> Challenge
Copy each of the items below word for word, keeping them in the same order.

> Information supplied

....

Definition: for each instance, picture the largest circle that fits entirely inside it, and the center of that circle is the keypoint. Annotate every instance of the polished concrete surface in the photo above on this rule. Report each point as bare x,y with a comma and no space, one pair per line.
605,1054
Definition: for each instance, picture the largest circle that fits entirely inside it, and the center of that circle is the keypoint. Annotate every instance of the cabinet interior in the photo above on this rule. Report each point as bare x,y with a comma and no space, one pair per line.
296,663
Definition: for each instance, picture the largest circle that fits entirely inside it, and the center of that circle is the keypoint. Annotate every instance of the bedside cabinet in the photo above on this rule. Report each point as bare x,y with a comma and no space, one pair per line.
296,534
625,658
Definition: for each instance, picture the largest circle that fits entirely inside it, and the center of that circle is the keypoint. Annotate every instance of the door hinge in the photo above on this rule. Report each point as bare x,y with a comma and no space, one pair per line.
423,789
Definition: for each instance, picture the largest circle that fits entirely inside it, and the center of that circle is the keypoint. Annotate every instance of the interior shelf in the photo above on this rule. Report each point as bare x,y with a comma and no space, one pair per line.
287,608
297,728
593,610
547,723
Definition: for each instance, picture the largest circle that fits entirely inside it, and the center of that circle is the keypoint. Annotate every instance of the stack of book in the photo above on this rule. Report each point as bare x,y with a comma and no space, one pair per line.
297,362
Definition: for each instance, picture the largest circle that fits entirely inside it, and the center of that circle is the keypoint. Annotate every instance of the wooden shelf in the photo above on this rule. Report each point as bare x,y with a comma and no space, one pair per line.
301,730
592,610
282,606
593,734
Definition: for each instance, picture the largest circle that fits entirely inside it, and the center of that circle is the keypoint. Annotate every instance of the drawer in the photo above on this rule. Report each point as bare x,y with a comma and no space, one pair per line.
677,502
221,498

....

> Response
Definition: for each instance, picture the largest circle that fits entirely inside it, and the center of that circle is the keypoint. Annotate every instance of the polished concrete surface in the photo above on this rule. Report each point as bare x,y with a comma and no space, one pair per line.
605,1054
Definition: for each instance, picture the largest circle that fits entirely inside it, and the center of that circle is the keypoint. Annotate every instance of the cabinet interior in the photo above on this rule. Report each point as bare x,y with a comma and no space, one pair per line.
296,663
Definition: for each instance, picture the largest circle that fits entirely inside it, and the center of that circle is the keypoint. Annotate every instance of the bedside cabinet in the photo above on this rule. Report each point as bare x,y with a comma and no space, one pair per line.
296,534
625,658
Definition: for each instance, picture the largest circle that fits entirely inside it, and the center of that circle is the keypoint. Annotate every instance of the door hinge in the photo above on this rule. Report each point as bare x,y with a comma and no space, one pair per line.
423,789
Definition: for each instance, picture the largest circle that fits entirely inside it, and the center of that circle is the keypoint. Annotate every instance of the interior shelf in the photo above on this rule. Report each point as bare x,y with a comma and no space, one pair per line.
287,608
297,728
593,610
547,723
Definition: for each instance, picture the largest circle that fits entirely inside it, and the center of that circle is the keypoint. Annotate every instance of the stack of book in the photo above on this rule. Report each point as bare x,y with a comma and no space, one pair per line.
297,362
Definition: for each instance, picture the largest circle that fits entirely inside it, and the center of that circle is the keypoint. Annotate every instance of the wooden shelf in the photo above on this rule. Report each point as bare x,y with a comma and no space, one pair per line.
301,730
592,610
282,606
593,734
Definition: for each instance, picture the largest circle that fits entirely inside it, and the center of that circle is the keypoint. Annotate every instance of the drawer in the photo above on this rule. Report each point as bare x,y with a comma and no space, one pair per line.
677,502
221,498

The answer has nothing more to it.